● Direction
Please copy the part of the video analytics article that opens with "Eric Brotherhood, DVTel’s" and closes with "eventual expected shakeout.", switching "shakeout" to "consolidation".

Begin Passage to read

Specialized high definition day/night cameras with infrared illumination near the U.S. border with Mexico capture digital still images of each container car passing underneath them at 70 miles per hour. They can detect whether a person is riding illegally because he or she does not fit expected geometry and is flagged as a suspicious anomaly.


Abandoned objects, the level of congestion, graffiti and people’s pathways can be detected at the same time in one view by video analytics.

When a person or an industry is young, it feels like it can do anything. There’s a lot of boasting, a lot of claims, a lot of tearing down the other guy, and still not a lot of solid information on which to base informed decisions.

“The hardest thing in this business is determining fact from fiction,” admits Mike Sherwood, channels director for Vidient, Santa Clara, Calif.

Instead of putting video analytic software on a digital signal processor (DSP) chip from Texas Instruments, as many companies have, he says Vidient uses a different processor with 20 times the horsepower. “You can do what it takes eight to 10 DSPs to do,” he asserts. “We didn’t dumb down the analytics to fit it on a chip.”

But Carolyn Ramsey, director of program management for Honeywell Systems Group, Louisville, Ky., thinks DSP chips that provide the power of 10 or more Pentium computers are still on the bleeding edge of technology.

“It’s not quite ready for prime time,” she asserts about the technology. “That’s where the great scientists in the media processing chip world are spending their energy.”

Gadi Talmon, vice president of business development at Agent VI, Fort Myers, Fla., agrees that sifting through the various claims of video analytic companies can be complicated for security dealers and systems integrators.

“There is a lot of storytelling in this industry, and the main reason I believe is because the industry is very young, and the number of operational installations are very few,” Talmon concedes. “Therefore, most of the companies, including Agent VI, are in a situation that most of their installations are pilot trials or evaluations of some type.

“Some analytics customers are still in the experimental stage,” Ramsey admits. “The early adopters have been using it for four years. The people who are waiting to make sure it is ready to handle their needs are just in the trying stage.”

Video analytics can be a study in human behavior from the views of these different areas.

A myriad of relatively young companies offering video analytics also is complicating the industry. “There are a lot of newcomers to analytics in the last year, and I think that’s very exciting,” Ramsey stresses. “It generates interest and talk, which is very good for business. Every company that enters the space will look at it from a slightly different angle, and hopefully innovate and add breadth or depth.”

Eric Brotherhood, DVTel’s national accounts manager for ADT, Ridgefield Park, N.J., reports DVTel is staying flexible in its use of different companies’ video analytics because of an eventual expected shakeout.

“Each company has a specialty with a base package, such as counting,” Brotherhood says of different video analytics companies’ offerings. “Some are smarter than others.

“Analytics are not really being used that much, except for basic motion detection,” he asserts. “They are just beginning to be used.”

IQinVision, Lancaster, Pa., has basic video analytics such as motion detection, exposure windows and image cropping in all its cameras.

“At IQinVision, we are always looking at where video analytics offer a compelling value proposition,” emphasizes Paul Bodell, IQinVision’s chief marketing officer. “There are some obvious applications, but for many algorithms, it is not clear how we could market them.”

Less than 10 percent of the company’s IQeye cameras have third-party analytics embedded in them, he reports, but he expects that percentage to grow substantially over the next few years.

End Passage to read
Begin Recorded data

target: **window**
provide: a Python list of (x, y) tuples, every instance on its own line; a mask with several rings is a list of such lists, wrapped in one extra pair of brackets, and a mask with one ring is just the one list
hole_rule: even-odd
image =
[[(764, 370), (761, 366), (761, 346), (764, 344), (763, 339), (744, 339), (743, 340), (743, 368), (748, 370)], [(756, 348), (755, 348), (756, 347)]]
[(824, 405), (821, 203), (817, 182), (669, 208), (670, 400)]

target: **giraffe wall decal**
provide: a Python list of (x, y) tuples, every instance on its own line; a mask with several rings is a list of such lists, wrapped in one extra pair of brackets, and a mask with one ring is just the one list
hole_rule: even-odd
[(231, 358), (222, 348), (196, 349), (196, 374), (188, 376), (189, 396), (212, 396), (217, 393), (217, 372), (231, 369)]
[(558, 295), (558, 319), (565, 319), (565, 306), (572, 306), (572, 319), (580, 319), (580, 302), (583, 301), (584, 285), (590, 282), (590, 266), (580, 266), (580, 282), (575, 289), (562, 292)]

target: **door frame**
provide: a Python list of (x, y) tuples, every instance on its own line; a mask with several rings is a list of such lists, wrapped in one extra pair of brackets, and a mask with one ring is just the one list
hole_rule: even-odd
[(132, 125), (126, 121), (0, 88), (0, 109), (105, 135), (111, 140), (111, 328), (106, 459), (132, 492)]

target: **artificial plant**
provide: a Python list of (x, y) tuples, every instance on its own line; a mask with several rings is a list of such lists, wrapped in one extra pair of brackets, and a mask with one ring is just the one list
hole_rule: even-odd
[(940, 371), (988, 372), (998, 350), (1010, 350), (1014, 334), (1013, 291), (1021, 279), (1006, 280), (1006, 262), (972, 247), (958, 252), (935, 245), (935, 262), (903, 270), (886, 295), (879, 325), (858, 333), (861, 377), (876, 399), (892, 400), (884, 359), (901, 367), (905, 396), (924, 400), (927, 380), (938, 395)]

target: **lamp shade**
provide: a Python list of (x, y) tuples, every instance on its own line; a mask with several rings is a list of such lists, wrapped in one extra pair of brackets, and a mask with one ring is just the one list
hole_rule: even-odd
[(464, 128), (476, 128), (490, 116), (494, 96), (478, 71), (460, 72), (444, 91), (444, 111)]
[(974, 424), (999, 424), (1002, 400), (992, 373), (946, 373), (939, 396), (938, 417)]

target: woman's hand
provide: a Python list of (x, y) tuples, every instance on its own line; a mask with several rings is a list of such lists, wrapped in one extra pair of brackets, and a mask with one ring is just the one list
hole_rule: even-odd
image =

End Recorded data

● Solution to this exercise
Eric Brotherhood, DVTel’s national accounts manager for ADT, Ridgefield Park, N.J., reports DVTel is staying flexible in its use of different companies’ video analytics because of an eventual expected consolidation.